St. George Rosenwald School continues to expand into a campus to tell its story

ST. GEORGE, S.C. (WCSC) - The Rosenwald School in St. George, which once served thousands of Black children during the 20th century, has since been restored as a multi-use space and is now expanding beyond the school walls to continue its mission of education.The , once named the St. George Colored School, received $428K in state funds to improve the space, and with that money, they have added a dining car to tell the story of the school’s founders and acquired an adjacent property known as Mabel’s Grill. Their goal with ...

ST. GEORGE, S.C. (WCSC) - The Rosenwald School in St. George, which once served thousands of Black children during the 20th century, has since been restored as a multi-use space and is now expanding beyond the school walls to continue its mission of education.

The , once named the St. George Colored School, received $428K in state funds to improve the space, and with that money, they have added a dining car to tell the story of the school’s founders and acquired an adjacent property known as Mabel’s Grill. Their goal with expanding the school and turning it into a campus is to tell the entire story about the community of St. George, both inside and outside of the school.

The school opened in 1925 and helped educate Black students in a segregated South. After closing in 1954, the building began to deteriorate and was abandoned. It was only after a group of alumni decided to save the school that its history was restored. The building currently includes an auditorium, a children’s museum, classrooms with original student desks, pot-belly stoves and floors.

But with the recent grant money and other donations, St. George Rosenwald School Chairman Ralph James says they can get creative and further their mission. He was one of the last students to attend the school.

“It is an opportunity to fulfill a mission and a vision that I always had of contributing to the community,” James says. “It gives it a little livelihood and also the variety offers an opportunity for other people not only to share in the experience, but to also have a valuable experience themselves as they come and connect to the school building project.”

He says the work from the board and the network of alumni help maintain the story they want to pass on to the next generation.

Edith Williams-Oldham is an alumnus of the school and currently serves on the board as the historian. She says she still remembers the thriving community that raised her.

“It was a loving and caring community,” Williams-Oldham says. “People cared for each other, they looked out for each other, they supported each other, and it was just a good place to grow up, and I enjoyed it so much. I learned so much from this school.”

As Williams-Oldham shared numerous stories about the local businesses surrounding the school, she emphasized that the school wouldn’t have succeeded without the community’s support. Many of the names of local shops and restaurants that were in the area can now be found on a plaque outside the school.

“This is not going to be just the Rosenwald School, it’s going to be the Rosenwald campus from one end of town to the other,” Williams-Oldham says.

Shirley Chapman is another alumnus of the school and is glad to see the school growing into a campus so that the story isn’t forgotten.

*Prompt 1*:
Write out the portion of the St. George Rosenwald School article between "Edith Williams-Oldham is" and "that raised her.", inclusive.
*Prompt 2*:
According to the St. George Rosenwald School article, in what year did the school close?
The records that follow come from a different source than the article above.

*Provided information*:
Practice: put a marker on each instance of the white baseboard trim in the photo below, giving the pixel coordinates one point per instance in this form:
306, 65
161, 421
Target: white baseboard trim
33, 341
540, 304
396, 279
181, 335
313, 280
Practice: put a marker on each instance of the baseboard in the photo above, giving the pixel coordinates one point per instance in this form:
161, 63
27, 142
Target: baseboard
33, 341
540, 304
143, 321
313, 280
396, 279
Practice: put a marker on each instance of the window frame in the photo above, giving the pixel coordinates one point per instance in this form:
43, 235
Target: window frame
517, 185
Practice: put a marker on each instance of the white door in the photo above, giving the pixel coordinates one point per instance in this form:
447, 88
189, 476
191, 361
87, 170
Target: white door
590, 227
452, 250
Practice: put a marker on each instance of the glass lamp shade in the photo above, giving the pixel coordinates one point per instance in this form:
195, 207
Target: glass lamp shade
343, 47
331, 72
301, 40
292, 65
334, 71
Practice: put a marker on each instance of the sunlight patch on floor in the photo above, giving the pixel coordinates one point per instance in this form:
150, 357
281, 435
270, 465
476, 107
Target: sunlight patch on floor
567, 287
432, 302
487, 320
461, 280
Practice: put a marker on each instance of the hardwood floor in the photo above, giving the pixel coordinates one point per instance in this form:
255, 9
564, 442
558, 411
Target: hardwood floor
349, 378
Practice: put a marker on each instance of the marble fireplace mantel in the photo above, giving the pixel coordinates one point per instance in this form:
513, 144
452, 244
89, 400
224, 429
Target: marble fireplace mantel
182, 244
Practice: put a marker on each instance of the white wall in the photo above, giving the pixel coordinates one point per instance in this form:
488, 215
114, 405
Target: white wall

*Written reply 1*:
Edith Williams-Oldham is an alumnus of the school and currently serves on the board as the historian. She says she still remembers the thriving community that raised her.

*Written reply 2*:
1954